Set problem 1 ▸ Swap "white basket" for "laundry basket" in the data entries starting at the line that contains "Point to the shoe shelf, one" and ending at the line that contains "[(305, 385)]". Write out those lines again with everything else unchanged.

Source excerpt ▸
On Fri, May 06, 2011 at 02:14:37PM -0500, James Bottomley wrote:
> On Fri, 2011-05-06 at 16:44 +0100, Mel Gorman wrote:
> > Colin and James: Did you happen to switch from SLAB to SLUB between
> > 2.6.37 and 2.6.38? My own tests were against SLAB which might be why I
> > didn't see the problem. Am restarting the tests with SLUB.
> 
> Aargh ... I'm an idiot.  I should have thought of SLUB immediately ...
> it's been causing oopses since debian switched to it.
> 
> So I recompiled the 2.6.38.4 stable kernel with SLAB instead of SLUB and
> the problem goes away ... at least from three untar runs on a loaded
> box ... of course it could manifest a few ms after I send this email ...
> 
> There are material differences, as well: SLAB isn't taking my system
> down to very low memory on the untar ... it's keeping about 0.5Gb listed
> as free.  SLUB took that to under 100kb, so it could just be that SLAB
> isn't wandering as close to the cliff edge?

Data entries

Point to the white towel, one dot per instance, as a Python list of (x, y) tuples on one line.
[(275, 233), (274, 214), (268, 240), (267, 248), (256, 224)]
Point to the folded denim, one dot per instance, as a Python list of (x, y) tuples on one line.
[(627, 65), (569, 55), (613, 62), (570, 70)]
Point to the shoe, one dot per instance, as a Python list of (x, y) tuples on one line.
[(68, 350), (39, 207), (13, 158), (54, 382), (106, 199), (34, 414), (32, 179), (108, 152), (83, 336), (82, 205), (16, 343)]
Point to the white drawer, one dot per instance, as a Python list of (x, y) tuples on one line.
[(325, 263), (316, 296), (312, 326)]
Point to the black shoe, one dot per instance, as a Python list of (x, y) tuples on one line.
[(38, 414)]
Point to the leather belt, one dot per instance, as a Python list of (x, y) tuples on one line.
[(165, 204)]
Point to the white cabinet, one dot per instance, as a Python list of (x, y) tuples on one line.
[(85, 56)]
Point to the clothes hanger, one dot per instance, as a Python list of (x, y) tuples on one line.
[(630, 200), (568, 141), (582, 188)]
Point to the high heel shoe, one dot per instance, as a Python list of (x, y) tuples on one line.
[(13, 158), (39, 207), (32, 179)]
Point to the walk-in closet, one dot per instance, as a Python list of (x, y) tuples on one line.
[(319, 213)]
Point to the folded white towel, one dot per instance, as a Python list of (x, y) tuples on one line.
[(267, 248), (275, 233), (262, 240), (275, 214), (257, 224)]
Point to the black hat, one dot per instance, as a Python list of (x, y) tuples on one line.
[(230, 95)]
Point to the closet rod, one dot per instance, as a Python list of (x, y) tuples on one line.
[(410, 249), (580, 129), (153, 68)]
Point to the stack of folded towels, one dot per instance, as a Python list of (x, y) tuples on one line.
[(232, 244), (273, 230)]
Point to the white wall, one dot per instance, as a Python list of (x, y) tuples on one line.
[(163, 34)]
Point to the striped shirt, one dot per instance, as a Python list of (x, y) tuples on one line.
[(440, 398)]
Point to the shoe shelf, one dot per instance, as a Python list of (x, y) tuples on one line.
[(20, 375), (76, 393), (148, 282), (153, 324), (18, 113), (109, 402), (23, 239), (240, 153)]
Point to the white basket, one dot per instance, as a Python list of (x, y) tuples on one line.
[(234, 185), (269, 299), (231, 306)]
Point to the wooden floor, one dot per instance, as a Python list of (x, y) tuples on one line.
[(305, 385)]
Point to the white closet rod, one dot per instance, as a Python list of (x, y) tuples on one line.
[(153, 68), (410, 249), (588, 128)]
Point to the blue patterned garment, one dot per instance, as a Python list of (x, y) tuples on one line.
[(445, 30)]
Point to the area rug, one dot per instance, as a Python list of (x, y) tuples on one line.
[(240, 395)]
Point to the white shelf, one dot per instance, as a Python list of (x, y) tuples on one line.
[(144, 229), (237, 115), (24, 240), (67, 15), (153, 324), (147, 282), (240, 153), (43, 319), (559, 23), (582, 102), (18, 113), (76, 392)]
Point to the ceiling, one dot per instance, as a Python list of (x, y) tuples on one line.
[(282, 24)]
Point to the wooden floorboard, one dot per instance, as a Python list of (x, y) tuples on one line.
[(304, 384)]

Set problem 2 ▸ In the mailing list excerpt about SLAB and SLUB, how much memory did SLAB keep listed as free during the untar?

Finished answer 1 ▸
Point to the shoe shelf, one dot per instance, as a Python list of (x, y) tuples on one line.
[(20, 375), (76, 393), (148, 282), (153, 324), (18, 113), (109, 402), (23, 239), (240, 153)]
Point to the laundry basket, one dot per instance, as a Python list of (x, y) tuples on one line.
[(234, 185), (269, 299), (231, 306)]
Point to the wooden floor, one dot per instance, as a Python list of (x, y) tuples on one line.
[(305, 385)]

Finished answer 2 ▸ About 0.5Gb